begin
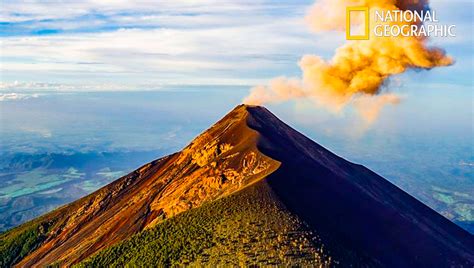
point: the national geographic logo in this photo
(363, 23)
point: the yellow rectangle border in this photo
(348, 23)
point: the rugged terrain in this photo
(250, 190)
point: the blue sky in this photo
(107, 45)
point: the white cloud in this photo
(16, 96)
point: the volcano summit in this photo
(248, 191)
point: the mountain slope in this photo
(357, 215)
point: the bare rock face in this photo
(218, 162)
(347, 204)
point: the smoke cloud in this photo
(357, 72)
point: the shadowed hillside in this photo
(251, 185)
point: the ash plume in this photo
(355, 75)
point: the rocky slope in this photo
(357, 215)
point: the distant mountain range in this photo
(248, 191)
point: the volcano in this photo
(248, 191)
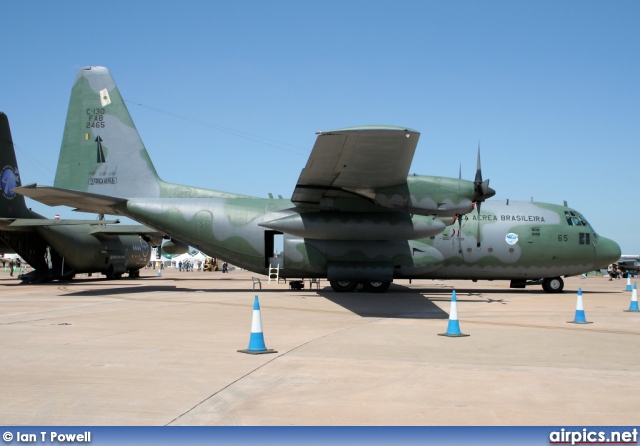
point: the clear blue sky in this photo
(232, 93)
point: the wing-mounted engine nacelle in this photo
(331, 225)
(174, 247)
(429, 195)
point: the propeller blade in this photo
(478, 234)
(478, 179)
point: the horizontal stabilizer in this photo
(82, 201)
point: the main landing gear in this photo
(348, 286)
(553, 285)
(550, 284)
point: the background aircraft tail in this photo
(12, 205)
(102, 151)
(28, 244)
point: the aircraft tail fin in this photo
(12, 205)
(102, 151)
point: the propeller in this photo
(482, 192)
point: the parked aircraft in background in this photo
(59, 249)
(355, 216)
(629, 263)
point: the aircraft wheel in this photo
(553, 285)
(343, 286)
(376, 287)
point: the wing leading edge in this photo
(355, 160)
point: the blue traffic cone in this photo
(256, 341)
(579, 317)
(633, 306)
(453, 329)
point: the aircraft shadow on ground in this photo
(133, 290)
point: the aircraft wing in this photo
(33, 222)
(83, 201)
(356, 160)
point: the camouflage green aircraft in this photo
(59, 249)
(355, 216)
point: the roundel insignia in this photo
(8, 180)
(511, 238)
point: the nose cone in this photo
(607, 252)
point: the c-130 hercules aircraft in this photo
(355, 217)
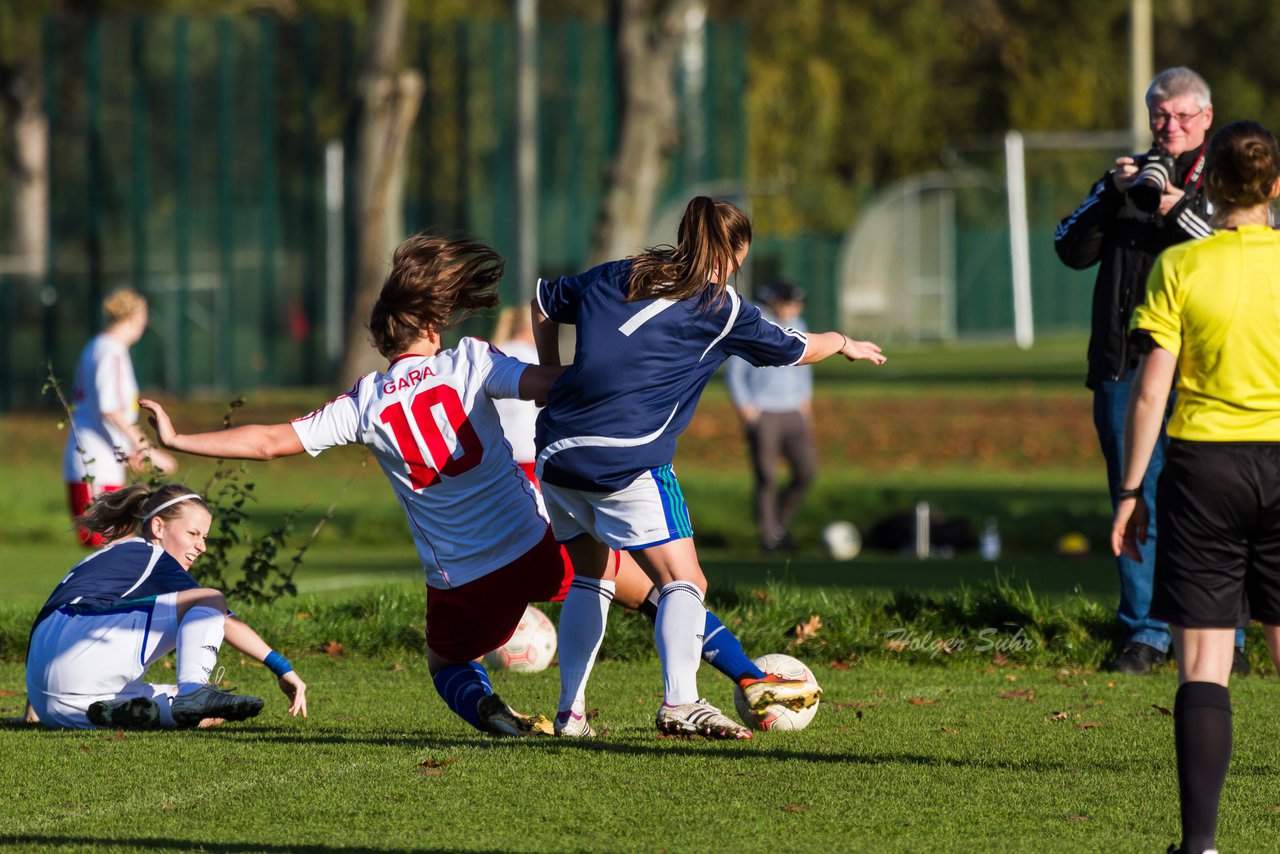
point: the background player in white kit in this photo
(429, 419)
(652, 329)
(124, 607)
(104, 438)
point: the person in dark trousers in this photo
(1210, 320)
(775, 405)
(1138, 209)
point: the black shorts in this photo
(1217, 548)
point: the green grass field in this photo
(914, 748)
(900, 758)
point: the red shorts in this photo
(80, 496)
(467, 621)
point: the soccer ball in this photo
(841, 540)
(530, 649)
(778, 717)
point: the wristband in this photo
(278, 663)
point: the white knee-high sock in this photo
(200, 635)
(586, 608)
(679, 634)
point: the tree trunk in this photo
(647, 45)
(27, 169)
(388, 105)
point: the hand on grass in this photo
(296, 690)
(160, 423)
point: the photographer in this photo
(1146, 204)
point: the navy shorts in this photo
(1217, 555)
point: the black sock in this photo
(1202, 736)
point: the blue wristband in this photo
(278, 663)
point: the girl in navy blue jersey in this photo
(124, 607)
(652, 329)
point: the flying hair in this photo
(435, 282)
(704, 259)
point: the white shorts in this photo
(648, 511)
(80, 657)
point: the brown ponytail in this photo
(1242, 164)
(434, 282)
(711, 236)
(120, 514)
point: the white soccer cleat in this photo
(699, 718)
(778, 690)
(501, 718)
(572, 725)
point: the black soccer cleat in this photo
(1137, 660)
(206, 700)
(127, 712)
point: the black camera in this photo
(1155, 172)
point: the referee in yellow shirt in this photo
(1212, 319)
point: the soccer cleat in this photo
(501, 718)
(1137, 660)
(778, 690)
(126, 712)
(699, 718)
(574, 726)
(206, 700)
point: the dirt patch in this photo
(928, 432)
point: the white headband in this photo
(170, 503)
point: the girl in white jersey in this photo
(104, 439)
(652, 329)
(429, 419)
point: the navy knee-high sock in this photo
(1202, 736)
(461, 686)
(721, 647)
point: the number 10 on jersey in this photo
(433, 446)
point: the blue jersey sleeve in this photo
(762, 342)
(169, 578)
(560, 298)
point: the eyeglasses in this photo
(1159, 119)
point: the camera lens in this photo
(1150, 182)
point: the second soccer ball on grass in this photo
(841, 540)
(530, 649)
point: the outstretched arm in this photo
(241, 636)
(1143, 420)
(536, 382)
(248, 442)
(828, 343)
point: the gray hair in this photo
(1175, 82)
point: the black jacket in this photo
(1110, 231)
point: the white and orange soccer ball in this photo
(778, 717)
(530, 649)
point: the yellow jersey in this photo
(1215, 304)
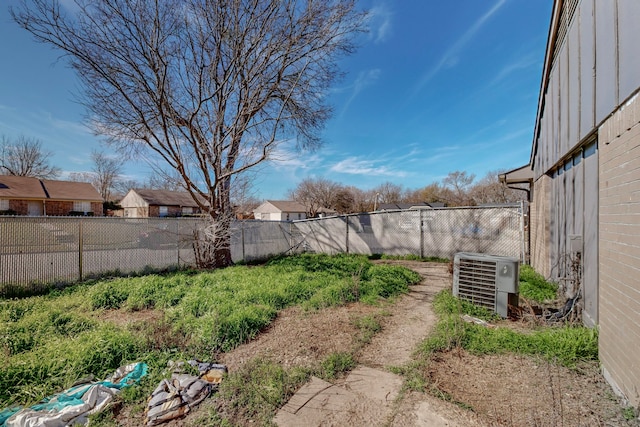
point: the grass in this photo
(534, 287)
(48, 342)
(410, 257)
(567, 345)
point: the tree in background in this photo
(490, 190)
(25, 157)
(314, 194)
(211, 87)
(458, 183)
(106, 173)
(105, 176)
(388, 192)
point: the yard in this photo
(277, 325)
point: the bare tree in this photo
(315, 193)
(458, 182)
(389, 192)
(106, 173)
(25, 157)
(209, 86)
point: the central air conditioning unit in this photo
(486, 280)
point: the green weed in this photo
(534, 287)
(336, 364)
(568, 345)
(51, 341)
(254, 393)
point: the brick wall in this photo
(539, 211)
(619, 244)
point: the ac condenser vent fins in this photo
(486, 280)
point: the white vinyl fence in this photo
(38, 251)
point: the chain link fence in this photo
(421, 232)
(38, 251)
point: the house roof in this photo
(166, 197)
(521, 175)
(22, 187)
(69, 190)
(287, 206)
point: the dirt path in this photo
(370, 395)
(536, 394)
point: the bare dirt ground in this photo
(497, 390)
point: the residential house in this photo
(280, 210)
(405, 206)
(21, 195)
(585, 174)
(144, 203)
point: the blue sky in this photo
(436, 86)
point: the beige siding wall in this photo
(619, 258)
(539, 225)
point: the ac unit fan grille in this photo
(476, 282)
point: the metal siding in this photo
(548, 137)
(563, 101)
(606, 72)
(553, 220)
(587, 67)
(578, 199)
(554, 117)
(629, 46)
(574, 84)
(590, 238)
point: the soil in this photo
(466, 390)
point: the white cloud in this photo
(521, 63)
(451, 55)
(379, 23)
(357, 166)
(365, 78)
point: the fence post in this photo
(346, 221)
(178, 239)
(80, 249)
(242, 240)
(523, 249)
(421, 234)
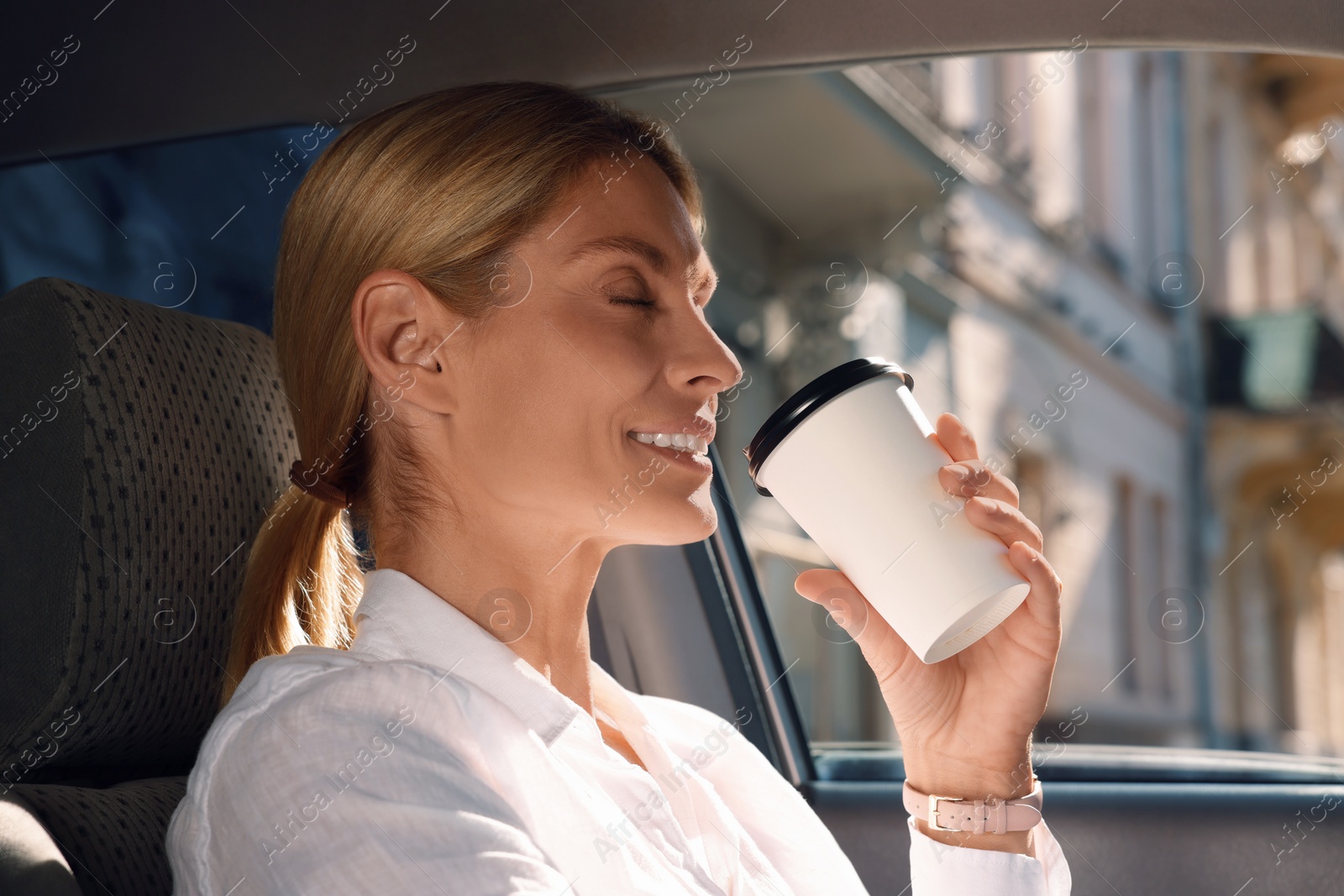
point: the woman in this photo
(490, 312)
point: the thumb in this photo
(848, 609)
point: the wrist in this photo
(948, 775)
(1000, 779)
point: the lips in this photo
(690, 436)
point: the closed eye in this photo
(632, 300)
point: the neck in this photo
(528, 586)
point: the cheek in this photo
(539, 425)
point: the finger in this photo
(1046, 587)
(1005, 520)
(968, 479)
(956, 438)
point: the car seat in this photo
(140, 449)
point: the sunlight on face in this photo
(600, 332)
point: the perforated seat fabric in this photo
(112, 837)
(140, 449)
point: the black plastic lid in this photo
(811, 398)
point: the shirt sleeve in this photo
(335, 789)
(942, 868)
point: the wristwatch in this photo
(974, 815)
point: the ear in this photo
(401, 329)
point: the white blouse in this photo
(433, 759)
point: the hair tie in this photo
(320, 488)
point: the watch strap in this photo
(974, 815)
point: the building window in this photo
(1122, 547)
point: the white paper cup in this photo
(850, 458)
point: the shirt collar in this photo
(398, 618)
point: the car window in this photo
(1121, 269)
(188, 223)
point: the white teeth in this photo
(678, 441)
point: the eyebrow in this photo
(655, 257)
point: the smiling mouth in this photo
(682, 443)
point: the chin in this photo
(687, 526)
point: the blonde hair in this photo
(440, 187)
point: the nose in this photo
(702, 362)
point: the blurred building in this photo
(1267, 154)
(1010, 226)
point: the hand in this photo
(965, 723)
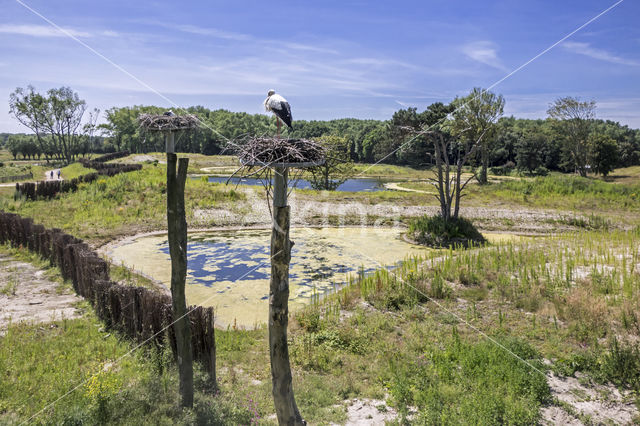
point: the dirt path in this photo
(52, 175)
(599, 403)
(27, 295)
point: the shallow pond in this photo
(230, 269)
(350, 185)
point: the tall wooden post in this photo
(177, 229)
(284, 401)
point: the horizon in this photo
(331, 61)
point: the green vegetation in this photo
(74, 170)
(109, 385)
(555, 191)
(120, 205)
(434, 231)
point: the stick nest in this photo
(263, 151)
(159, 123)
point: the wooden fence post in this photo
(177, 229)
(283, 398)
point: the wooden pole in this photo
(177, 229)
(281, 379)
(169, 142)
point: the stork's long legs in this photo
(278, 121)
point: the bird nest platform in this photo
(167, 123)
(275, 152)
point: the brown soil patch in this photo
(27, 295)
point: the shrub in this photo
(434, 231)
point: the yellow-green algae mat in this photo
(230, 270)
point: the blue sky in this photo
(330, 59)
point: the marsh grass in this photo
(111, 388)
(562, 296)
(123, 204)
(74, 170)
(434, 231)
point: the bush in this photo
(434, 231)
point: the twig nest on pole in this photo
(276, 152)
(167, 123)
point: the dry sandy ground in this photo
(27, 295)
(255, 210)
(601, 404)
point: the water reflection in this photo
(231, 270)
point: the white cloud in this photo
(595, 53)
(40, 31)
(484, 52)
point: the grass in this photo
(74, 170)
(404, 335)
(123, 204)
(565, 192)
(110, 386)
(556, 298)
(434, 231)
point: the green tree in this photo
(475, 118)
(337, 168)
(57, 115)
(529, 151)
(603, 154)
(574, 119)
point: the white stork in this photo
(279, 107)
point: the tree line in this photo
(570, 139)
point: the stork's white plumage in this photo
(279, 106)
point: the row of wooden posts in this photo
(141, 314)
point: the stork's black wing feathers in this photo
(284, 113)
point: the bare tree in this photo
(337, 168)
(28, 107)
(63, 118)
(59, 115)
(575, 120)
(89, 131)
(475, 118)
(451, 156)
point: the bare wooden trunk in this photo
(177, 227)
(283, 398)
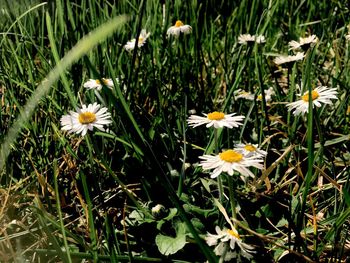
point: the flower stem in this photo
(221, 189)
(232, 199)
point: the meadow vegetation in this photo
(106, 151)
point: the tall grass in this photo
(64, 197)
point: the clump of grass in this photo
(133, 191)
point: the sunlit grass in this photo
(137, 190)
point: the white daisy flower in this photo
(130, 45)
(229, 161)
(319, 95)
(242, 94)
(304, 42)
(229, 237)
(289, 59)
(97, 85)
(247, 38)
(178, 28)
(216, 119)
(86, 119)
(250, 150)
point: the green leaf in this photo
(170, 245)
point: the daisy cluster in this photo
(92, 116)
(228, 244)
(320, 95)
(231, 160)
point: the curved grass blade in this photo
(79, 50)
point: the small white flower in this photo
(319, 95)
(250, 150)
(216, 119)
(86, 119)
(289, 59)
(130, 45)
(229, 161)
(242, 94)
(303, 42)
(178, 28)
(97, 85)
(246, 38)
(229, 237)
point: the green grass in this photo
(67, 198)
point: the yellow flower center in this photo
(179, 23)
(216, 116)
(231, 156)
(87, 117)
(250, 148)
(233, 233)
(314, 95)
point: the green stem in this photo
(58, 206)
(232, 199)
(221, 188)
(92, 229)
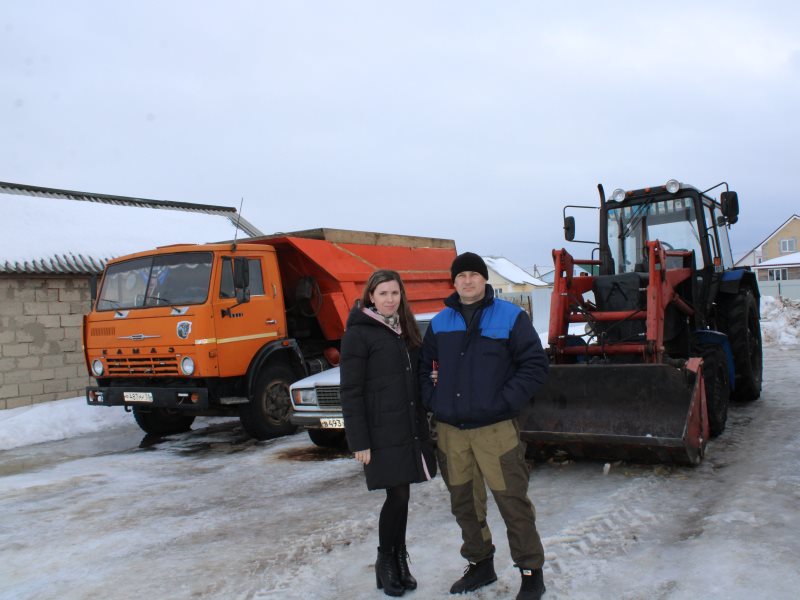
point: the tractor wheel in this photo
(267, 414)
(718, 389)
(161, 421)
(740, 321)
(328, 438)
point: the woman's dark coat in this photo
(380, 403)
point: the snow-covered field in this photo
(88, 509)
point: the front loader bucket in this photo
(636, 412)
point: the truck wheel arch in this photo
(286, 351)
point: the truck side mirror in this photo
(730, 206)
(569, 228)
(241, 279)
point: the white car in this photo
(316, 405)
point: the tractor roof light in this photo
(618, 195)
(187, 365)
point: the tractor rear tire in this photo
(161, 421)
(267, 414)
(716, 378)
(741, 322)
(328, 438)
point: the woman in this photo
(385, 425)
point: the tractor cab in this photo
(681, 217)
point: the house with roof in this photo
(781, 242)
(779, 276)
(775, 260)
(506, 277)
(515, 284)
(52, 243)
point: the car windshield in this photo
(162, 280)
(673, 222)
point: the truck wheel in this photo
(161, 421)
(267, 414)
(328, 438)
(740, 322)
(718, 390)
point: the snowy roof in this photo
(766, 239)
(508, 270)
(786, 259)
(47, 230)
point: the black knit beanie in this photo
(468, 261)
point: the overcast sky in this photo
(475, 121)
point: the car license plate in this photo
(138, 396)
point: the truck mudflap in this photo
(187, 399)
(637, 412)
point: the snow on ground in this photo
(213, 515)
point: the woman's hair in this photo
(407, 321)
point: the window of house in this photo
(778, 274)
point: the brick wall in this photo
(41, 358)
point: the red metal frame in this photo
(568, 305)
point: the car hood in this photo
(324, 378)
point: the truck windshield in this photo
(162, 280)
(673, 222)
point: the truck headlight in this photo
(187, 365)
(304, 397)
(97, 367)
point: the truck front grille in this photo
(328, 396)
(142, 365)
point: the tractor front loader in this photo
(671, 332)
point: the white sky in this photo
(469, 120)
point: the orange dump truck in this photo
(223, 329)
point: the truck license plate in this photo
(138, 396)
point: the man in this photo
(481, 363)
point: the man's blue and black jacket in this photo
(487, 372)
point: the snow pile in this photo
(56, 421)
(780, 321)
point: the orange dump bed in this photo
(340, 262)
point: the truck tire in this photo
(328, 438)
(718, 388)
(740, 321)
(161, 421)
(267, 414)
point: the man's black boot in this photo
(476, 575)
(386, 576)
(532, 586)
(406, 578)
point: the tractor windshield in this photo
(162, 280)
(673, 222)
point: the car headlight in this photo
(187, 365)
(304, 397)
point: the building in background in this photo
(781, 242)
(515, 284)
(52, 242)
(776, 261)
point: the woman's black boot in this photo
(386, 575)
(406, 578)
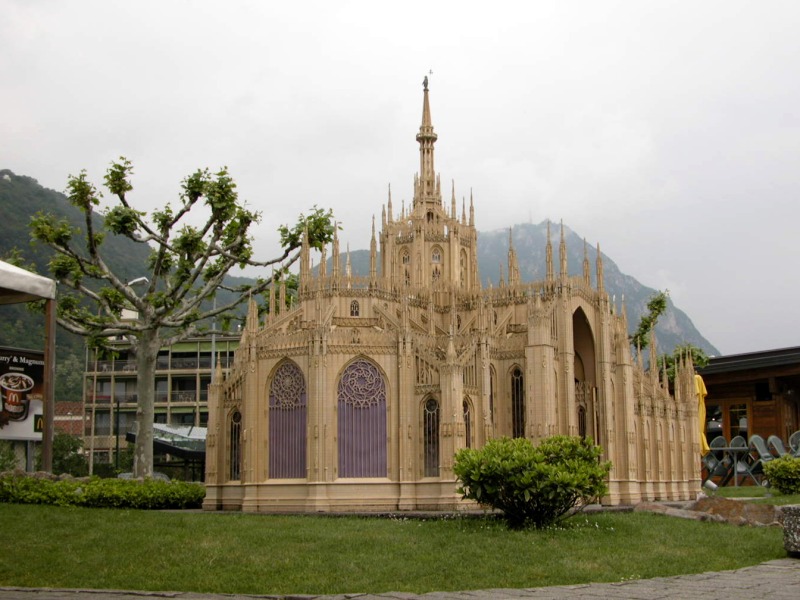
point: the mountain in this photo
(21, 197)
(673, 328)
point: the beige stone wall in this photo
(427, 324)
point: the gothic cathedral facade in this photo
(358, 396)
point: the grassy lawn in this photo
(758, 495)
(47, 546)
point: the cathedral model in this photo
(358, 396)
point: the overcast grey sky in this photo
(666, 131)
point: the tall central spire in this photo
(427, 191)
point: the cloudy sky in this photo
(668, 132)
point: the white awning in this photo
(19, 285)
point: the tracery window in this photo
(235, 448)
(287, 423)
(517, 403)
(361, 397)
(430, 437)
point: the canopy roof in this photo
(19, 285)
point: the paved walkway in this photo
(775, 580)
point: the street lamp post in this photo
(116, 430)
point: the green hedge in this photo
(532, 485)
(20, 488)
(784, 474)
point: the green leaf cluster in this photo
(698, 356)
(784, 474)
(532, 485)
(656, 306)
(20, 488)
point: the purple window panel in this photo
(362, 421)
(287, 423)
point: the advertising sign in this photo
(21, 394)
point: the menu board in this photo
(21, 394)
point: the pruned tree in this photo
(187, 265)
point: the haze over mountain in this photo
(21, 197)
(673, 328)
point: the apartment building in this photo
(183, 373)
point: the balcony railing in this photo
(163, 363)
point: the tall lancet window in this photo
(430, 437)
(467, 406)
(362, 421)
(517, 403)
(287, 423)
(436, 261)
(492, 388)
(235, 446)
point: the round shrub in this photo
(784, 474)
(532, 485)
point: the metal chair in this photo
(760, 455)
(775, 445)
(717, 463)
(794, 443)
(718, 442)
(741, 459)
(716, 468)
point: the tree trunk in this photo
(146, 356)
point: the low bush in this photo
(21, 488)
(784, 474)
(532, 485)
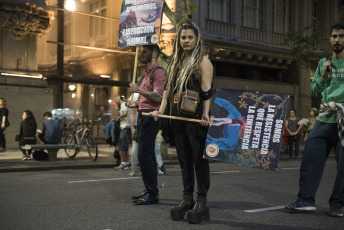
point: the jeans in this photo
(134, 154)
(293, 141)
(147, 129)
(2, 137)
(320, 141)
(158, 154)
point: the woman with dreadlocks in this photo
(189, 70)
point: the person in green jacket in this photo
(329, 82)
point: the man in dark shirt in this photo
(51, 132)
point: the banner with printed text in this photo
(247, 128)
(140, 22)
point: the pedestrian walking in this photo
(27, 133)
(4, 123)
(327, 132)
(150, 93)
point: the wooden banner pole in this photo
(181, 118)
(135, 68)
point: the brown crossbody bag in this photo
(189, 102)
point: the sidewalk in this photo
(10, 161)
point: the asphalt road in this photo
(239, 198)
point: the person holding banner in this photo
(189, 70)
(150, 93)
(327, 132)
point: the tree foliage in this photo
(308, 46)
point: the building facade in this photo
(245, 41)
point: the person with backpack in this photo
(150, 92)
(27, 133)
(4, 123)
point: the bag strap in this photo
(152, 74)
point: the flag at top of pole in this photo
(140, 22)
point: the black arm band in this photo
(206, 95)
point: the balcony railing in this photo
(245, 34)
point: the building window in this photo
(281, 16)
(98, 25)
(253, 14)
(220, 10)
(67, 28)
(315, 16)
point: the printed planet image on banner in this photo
end
TASK TO COMPLETE: Everything from the line containing "point: the asphalt road in this photo" through the last line of the records must be given again exactly; leave out all other lines.

REPLY TO THE TASK:
point: the asphalt road in this photo
(239, 198)
point: the person holding banner in this photo
(189, 70)
(150, 93)
(327, 132)
point: the tree foliage in this photo
(308, 46)
point: the building facade in this photo
(245, 41)
point: the person with backpack in this photo
(150, 92)
(27, 133)
(4, 123)
point: the bag strap in this photo
(152, 74)
point: the flag at top of pole in this photo
(140, 22)
point: the black arm band in this photo
(206, 95)
point: the balcony railing in this photo
(245, 34)
point: the building window in this photo
(281, 16)
(98, 25)
(253, 14)
(220, 10)
(67, 28)
(315, 16)
point: the printed planet image on banner in this photo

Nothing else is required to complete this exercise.